--- START ---
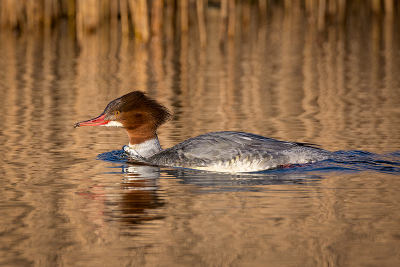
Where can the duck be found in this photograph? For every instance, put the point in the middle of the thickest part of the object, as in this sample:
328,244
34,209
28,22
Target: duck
224,151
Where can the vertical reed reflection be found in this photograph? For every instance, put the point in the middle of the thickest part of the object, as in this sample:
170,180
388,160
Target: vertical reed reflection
278,75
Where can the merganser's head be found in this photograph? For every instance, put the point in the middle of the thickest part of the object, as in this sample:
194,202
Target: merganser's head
138,114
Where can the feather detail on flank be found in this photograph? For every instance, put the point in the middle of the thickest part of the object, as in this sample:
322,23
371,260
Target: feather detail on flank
230,152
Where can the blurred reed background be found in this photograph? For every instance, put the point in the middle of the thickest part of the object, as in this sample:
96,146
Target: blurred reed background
151,18
309,71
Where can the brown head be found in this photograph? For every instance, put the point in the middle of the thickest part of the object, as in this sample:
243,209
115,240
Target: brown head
138,114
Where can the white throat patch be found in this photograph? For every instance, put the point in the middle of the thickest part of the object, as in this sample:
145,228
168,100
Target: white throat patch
145,149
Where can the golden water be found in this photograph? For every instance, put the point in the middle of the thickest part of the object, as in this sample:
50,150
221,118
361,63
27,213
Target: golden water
279,78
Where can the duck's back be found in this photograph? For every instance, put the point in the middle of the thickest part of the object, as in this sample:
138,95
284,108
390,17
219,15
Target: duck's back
236,152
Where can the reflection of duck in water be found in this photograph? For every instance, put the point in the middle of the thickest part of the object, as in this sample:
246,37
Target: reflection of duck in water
218,151
140,194
135,200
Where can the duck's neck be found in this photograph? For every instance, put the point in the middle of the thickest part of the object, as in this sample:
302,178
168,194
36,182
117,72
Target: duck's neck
145,149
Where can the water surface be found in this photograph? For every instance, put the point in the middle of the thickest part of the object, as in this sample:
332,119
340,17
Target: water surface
62,205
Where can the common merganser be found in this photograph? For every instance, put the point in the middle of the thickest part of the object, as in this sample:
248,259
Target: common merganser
230,152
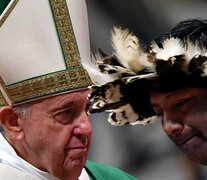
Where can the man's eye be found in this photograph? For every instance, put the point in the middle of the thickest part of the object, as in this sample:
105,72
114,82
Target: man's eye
182,102
67,111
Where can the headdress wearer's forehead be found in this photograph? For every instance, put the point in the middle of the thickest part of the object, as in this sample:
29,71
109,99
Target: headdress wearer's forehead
44,45
174,60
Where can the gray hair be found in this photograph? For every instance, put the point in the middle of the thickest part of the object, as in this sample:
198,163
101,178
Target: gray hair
21,110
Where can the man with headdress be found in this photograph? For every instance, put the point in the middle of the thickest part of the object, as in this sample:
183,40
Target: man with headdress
43,91
168,80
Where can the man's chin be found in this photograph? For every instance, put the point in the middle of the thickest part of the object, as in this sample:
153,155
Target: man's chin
195,149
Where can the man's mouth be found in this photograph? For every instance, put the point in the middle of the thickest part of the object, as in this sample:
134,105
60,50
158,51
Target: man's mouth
183,139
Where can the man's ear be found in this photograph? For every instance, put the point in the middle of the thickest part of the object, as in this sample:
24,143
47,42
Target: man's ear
10,122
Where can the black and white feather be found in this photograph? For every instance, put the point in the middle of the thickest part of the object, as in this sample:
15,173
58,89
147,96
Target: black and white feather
131,72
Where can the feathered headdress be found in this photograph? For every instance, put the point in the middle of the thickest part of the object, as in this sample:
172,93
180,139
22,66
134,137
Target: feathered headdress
176,59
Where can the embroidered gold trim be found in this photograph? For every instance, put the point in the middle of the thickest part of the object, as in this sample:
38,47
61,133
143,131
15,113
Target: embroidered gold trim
47,85
66,34
6,98
9,10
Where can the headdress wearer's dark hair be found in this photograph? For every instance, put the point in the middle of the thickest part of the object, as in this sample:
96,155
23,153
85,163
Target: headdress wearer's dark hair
174,60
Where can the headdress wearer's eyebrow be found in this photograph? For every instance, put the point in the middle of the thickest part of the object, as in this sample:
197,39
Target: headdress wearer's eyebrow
174,60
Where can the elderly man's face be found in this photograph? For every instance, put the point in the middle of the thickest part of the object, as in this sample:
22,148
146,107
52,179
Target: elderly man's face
184,119
57,134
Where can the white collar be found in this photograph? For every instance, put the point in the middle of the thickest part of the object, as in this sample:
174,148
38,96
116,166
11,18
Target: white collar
8,156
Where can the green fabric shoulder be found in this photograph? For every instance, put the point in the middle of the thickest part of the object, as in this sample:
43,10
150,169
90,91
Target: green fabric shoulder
3,4
99,171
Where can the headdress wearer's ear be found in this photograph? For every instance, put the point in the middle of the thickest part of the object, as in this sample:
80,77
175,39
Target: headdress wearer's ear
177,58
44,46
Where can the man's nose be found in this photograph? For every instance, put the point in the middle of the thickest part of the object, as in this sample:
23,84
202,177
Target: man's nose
83,126
172,125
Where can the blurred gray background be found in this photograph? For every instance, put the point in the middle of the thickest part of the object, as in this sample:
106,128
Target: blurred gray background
145,152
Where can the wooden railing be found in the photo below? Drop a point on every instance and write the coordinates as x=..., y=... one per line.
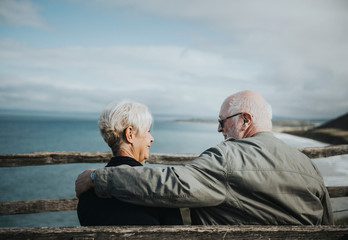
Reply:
x=178, y=232
x=153, y=232
x=45, y=158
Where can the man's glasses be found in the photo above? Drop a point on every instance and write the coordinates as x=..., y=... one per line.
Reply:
x=221, y=121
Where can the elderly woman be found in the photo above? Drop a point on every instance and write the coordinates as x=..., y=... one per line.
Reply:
x=125, y=127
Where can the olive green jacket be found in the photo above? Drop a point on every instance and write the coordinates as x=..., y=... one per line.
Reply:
x=256, y=180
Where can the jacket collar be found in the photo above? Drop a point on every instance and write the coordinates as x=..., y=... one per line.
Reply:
x=122, y=160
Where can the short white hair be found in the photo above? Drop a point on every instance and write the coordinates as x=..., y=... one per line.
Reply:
x=260, y=110
x=117, y=116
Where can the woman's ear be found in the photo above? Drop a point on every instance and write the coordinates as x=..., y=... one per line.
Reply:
x=129, y=134
x=247, y=119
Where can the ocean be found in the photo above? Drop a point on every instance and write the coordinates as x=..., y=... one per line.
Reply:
x=27, y=133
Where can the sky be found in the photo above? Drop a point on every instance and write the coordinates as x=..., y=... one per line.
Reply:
x=181, y=57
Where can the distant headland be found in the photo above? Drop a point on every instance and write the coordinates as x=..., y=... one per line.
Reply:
x=333, y=132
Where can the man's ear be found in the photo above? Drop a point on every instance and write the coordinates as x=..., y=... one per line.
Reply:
x=129, y=134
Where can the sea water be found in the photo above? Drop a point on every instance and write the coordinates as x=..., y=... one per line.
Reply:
x=24, y=134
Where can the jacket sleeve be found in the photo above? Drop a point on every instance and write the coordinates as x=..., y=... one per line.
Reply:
x=327, y=218
x=200, y=183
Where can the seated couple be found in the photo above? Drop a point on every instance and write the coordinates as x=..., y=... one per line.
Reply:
x=249, y=178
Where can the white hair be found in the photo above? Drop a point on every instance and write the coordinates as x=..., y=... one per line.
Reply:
x=260, y=110
x=116, y=117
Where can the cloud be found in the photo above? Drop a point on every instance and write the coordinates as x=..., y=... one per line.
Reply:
x=295, y=49
x=169, y=78
x=20, y=13
x=292, y=52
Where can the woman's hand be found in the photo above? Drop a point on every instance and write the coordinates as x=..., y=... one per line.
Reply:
x=83, y=182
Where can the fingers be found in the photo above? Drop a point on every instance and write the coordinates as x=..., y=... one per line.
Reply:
x=83, y=182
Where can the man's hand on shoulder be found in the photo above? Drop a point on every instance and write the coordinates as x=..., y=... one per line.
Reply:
x=83, y=182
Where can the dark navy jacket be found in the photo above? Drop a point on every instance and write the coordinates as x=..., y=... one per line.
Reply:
x=95, y=211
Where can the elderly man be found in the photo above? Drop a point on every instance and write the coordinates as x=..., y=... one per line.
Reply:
x=250, y=178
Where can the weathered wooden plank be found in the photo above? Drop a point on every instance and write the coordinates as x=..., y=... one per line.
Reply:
x=178, y=232
x=37, y=206
x=56, y=205
x=43, y=158
x=323, y=152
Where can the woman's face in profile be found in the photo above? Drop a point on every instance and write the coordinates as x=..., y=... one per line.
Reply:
x=142, y=144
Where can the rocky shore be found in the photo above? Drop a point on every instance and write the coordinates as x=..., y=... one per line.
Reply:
x=333, y=132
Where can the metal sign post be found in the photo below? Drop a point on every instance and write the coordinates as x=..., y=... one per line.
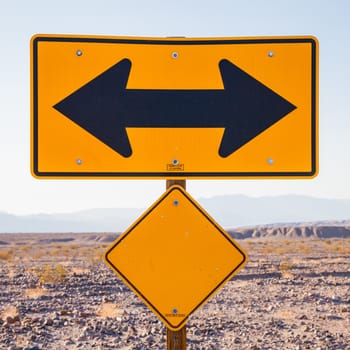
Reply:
x=176, y=340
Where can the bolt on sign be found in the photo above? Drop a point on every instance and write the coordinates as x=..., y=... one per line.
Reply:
x=175, y=257
x=174, y=107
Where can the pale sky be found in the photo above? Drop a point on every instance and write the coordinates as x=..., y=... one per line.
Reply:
x=328, y=20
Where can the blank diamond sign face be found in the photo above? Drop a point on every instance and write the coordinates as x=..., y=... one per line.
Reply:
x=175, y=257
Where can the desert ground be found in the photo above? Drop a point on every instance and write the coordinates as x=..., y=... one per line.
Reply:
x=56, y=293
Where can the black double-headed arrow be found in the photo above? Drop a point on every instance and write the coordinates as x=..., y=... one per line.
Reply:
x=105, y=108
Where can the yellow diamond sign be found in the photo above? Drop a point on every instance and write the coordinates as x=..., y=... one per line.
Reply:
x=175, y=257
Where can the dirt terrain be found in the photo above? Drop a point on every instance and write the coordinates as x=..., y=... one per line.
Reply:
x=56, y=293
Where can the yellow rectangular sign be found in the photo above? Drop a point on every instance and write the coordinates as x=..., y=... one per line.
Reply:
x=180, y=108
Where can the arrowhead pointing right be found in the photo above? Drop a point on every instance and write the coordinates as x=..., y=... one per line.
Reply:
x=253, y=108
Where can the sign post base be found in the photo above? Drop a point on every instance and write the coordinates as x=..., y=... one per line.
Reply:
x=176, y=340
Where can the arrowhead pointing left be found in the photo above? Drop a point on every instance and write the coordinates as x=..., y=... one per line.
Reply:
x=93, y=107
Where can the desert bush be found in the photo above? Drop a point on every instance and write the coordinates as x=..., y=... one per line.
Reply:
x=51, y=274
x=5, y=255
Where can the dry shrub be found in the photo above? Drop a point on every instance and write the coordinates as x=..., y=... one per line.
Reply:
x=109, y=310
x=51, y=274
x=5, y=255
x=34, y=293
x=9, y=311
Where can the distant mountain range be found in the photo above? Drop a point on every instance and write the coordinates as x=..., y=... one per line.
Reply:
x=230, y=211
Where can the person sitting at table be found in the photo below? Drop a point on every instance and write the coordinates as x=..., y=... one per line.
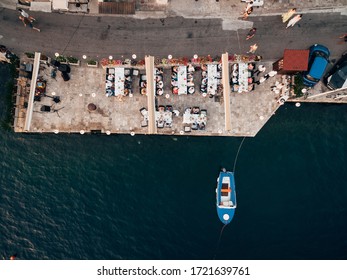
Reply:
x=202, y=126
x=196, y=110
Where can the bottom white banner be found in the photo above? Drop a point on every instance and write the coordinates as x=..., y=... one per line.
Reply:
x=174, y=269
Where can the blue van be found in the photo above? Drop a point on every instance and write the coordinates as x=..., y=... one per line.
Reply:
x=317, y=62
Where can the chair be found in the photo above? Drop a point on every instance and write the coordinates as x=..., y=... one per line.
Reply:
x=176, y=112
x=196, y=110
x=143, y=111
x=45, y=108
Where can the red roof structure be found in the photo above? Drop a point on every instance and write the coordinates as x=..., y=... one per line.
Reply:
x=292, y=61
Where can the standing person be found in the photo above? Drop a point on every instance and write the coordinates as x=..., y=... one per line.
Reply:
x=247, y=13
x=26, y=15
x=261, y=69
x=286, y=16
x=294, y=20
x=26, y=22
x=252, y=48
x=344, y=37
x=251, y=33
x=249, y=6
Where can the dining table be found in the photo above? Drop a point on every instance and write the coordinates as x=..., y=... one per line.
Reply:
x=189, y=118
x=243, y=77
x=182, y=80
x=212, y=79
x=119, y=81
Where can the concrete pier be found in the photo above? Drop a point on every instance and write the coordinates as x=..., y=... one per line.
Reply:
x=247, y=111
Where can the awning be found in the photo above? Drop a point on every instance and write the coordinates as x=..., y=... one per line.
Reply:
x=60, y=4
x=292, y=61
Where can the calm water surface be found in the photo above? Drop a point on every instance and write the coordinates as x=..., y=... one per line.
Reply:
x=146, y=197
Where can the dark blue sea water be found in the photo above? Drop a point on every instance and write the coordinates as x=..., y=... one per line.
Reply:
x=147, y=197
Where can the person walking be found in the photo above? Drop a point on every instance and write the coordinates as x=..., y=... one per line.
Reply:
x=251, y=33
x=344, y=37
x=286, y=16
x=294, y=20
x=247, y=13
x=261, y=69
x=26, y=15
x=26, y=22
x=253, y=48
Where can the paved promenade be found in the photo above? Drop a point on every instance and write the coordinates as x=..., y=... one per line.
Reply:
x=228, y=9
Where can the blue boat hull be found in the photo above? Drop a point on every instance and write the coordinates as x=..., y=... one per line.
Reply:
x=226, y=197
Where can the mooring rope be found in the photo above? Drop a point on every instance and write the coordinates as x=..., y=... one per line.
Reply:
x=219, y=239
x=221, y=232
x=237, y=154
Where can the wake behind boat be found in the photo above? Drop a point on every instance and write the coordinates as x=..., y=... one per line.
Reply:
x=226, y=196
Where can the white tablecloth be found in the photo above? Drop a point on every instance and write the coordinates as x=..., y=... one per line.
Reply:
x=189, y=118
x=119, y=81
x=163, y=116
x=243, y=76
x=182, y=79
x=211, y=79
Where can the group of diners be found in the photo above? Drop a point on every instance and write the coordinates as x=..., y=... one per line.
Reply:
x=242, y=77
x=159, y=83
x=194, y=118
x=182, y=79
x=163, y=116
x=118, y=81
x=211, y=79
x=143, y=84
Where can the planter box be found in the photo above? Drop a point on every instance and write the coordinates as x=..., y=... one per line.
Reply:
x=93, y=65
x=78, y=63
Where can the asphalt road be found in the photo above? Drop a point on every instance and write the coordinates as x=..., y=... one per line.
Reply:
x=99, y=37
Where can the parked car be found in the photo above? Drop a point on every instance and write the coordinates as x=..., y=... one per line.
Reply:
x=337, y=76
x=317, y=62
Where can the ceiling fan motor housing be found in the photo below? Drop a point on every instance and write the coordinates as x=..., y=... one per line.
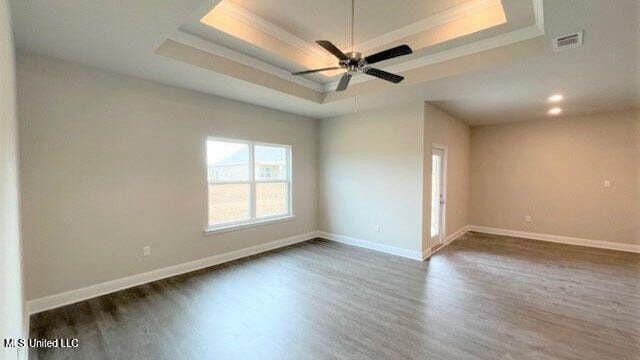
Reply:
x=355, y=63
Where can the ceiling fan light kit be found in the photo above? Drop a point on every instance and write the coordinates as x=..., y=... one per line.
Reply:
x=354, y=62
--- END ---
- _DIRECTIONS FOR THIS TASK_:
Out of the preceding entries, pull every line containing the string "person".

- _WRITTEN RESPONSE_:
Where can the person sitting at table be found in the photo below? Drop a point on every instance and write the coordinates as x=..., y=... one per line.
Where can the standing person be found in the photo above? Drop a point on every instance and write the coordinates as x=..., y=... one per line.
Where can the person walking be found in the photo above? Drop a point on every instance and write the coordinates as x=..., y=... one per line.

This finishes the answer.